■ **Data provided**:
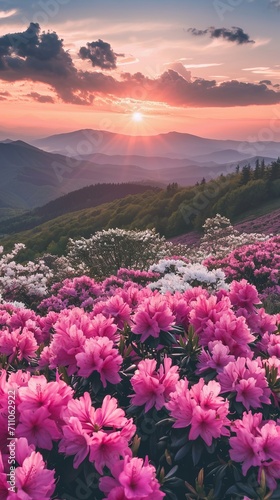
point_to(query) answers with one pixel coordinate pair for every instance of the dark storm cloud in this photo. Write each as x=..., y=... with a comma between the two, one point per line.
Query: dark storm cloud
x=40, y=98
x=41, y=57
x=100, y=54
x=275, y=3
x=234, y=34
x=266, y=82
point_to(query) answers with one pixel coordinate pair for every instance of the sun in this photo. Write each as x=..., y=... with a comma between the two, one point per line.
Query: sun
x=137, y=116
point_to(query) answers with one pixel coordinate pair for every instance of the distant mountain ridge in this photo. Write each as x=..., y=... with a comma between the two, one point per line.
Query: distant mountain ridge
x=171, y=144
x=31, y=177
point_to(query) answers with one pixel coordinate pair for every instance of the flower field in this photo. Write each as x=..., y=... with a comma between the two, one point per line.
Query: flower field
x=154, y=382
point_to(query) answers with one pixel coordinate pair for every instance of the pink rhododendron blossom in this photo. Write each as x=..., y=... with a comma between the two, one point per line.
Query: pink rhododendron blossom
x=34, y=480
x=99, y=355
x=102, y=433
x=247, y=379
x=242, y=294
x=116, y=308
x=105, y=449
x=216, y=358
x=257, y=444
x=75, y=441
x=152, y=387
x=152, y=316
x=202, y=408
x=133, y=478
x=38, y=428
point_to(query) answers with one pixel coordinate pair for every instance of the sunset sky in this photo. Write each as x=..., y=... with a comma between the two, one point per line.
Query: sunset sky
x=206, y=67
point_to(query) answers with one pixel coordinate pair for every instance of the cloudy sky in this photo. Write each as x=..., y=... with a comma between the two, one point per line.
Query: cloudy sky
x=209, y=67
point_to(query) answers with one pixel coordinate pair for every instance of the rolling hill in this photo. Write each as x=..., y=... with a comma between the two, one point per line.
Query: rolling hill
x=172, y=211
x=31, y=177
x=171, y=145
x=87, y=197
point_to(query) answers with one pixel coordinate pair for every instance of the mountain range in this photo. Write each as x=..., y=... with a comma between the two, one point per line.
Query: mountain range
x=31, y=175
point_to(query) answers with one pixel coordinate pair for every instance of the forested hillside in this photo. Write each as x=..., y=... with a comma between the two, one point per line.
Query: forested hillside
x=172, y=211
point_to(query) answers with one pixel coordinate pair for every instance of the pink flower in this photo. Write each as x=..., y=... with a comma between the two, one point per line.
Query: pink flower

■ **Problem to work on**: Recast the lines above as a Markdown table with two columns, "No." for the row number and "Line" for the text of each line. Skip blank lines, and leave the picture out.

■ **Output of the task**:
| No. | Line |
|---|---|
| 1 | point_to(query) answers with one pixel coordinate pair for every instance of the dark storm cloud in this photo. Write each as x=..., y=... with a comma between the two, one point per line. |
| 2 | Query: dark storm cloud |
| 3 | x=40, y=98 |
| 4 | x=41, y=57 |
| 5 | x=100, y=54 |
| 6 | x=275, y=3 |
| 7 | x=234, y=34 |
| 8 | x=266, y=82 |
| 9 | point_to(query) answers with one pixel coordinate pair for every instance of the sun in this photo. Write each as x=..., y=... with a comma between the two, one point per line. |
| 10 | Query: sun |
| 11 | x=137, y=116 |
| 12 | point_to(query) answers with one pixel coordinate pair for every instance of the distant mountain ridge in this photo. Write each as x=..., y=... with a comma between the two, one point per line. |
| 13 | Query: distant mountain ridge |
| 14 | x=171, y=144 |
| 15 | x=31, y=177 |
| 16 | point_to(query) answers with one pixel coordinate pair for every instance of the flower field in this photo. Write each as x=..., y=... with a comma between the two, one point per line. |
| 17 | Query: flower field |
| 18 | x=154, y=382 |
| 19 | point_to(query) answers with one pixel coordinate pair for every instance of the pink rhododendron blossom in this photo. Write each as x=..., y=... with a comma between the two, one point per line. |
| 20 | Query: pink rhododendron blossom |
| 21 | x=34, y=480 |
| 22 | x=99, y=355 |
| 23 | x=102, y=433 |
| 24 | x=247, y=379 |
| 25 | x=242, y=294 |
| 26 | x=116, y=308 |
| 27 | x=105, y=449 |
| 28 | x=216, y=358 |
| 29 | x=257, y=444 |
| 30 | x=75, y=441 |
| 31 | x=152, y=387 |
| 32 | x=152, y=316 |
| 33 | x=202, y=408 |
| 34 | x=133, y=478 |
| 35 | x=38, y=428 |
| 36 | point_to(query) answers with one pixel coordinate pair for every instance of the sunset sky in this photo. Write each as x=..., y=... with a comma between the two, one point per line. |
| 37 | Query: sunset sky |
| 38 | x=206, y=67 |
| 39 | point_to(query) answers with one pixel coordinate pair for every instance of the cloudy sky in this photo. Write each as x=..., y=... with a comma between the two, one point per line. |
| 40 | Query: cloudy sky |
| 41 | x=209, y=67 |
| 42 | point_to(query) answers with one pixel coordinate pair for every instance of the rolling hill in this photo. Write each as x=..., y=... with a comma between the two, one point per line. |
| 43 | Query: rolling hill |
| 44 | x=172, y=211 |
| 45 | x=31, y=177 |
| 46 | x=171, y=145 |
| 47 | x=87, y=197 |
| 48 | point_to(query) answers with one pixel coordinate pair for every instance of the mountain range in this photo. Write each as x=..., y=... with a comma between the two, one point per line. |
| 49 | Query: mountain range |
| 50 | x=31, y=175 |
| 51 | point_to(query) answers with one pixel coordinate pair for every instance of the forested hillside in this photo. Write each as x=..., y=... with a comma between the two, one point per line. |
| 52 | Query: forested hillside |
| 53 | x=172, y=211 |
| 54 | point_to(query) answers with one pixel coordinate pair for every instance of the pink flower in this photo. Write each as x=..., y=... with a comma between the two, one point per line. |
| 55 | Query: pink flower |